- **Source excerpt**:
○ ○ ○

We used surrogate data to test the significance of the pTE, TE and GC values. The number of surrogates needed depends on the characteristics of the data, the available computational resources and time limitations: given enough resources and time, one should use a large number of surrogates and select a confidence interval¹⁹; however, with limited time or computational resources, when the spread of surrogates data is not too large one can use an alternative strategy: analyze a small number of surrogates and, in the case of a one sided test, select as significance threshold the maximum or minimum value obtained with the surrogates. In this case, $M = K/\alpha -$1 surrogates should be generated, where K is a positive integer number and $\alpha$ is the probability of false rejection⁵¹. Therefore, a minimum of 19 surrogates ($K=1$) are required for a significance level of $95\%$.

○ ○ ○

- **Aim of the exercise**: Please carry the passage on surrogate significance testing forward, starting right after its final sentence.

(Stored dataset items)

○ ○ ○

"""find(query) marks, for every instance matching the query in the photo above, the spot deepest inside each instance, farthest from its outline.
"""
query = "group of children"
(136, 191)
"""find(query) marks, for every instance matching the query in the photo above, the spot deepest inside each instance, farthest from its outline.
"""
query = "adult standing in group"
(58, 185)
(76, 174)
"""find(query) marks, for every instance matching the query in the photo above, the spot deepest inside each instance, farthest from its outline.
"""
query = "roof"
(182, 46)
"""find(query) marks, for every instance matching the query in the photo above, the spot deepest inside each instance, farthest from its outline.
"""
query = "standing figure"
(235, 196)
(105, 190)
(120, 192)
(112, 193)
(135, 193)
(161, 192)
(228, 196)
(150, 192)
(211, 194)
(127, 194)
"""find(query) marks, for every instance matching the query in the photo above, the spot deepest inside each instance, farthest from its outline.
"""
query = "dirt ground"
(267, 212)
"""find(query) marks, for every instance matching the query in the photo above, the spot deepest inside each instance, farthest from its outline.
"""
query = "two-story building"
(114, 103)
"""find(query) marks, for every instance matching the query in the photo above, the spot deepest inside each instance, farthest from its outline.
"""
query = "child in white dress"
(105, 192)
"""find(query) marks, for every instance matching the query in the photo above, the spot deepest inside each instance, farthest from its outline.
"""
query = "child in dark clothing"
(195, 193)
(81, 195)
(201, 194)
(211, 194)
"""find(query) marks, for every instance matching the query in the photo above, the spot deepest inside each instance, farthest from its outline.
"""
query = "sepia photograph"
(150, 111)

○ ○ ○

- **The reply**:
We used the algorithm developed by Schreiber and Schmitz^60,61 known as iterative amplitude adjusted Fourier transform (IAAFT), which preserves both, the amplitude distribution and the power spectrum (for details, see Lancaster et al.⁵¹ and references therein). The python routine to compute the IAAFT surrogates is contained in the NoLiTSA package⁶². We also tested the time-shifted (T-S) surrogates^51,53, which consist in randomly choosing a time shift independently for each surrogate and then shifting the signal in time, wrapping its end to the beginning. These surrogates are very fast to generate and they fully preserve all the properties of the original signal. Both surrogates test the null hypothesis of two processes with arbitrary linear or nonlinear structure but without linear or nonlinear inter-dependencies.

Implementation

To calculate pTE we developed an algorithm in python (available on GitHub⁵⁰), while we used the statsmodels implementation of GC⁶³ and the pyunicorn implementation of TE⁶⁴. The code has been thought to be as user friendly as possible to be used to build networks. It takes as arguments all the time series of the studied system, the embedding parameter and the statistical significance test that the user decides to apply. As result it returns the matrix of pTE values computed from the original data, and the matrix of the maximum values obtained from the surrogates (i.e., the statistically significant thresholds).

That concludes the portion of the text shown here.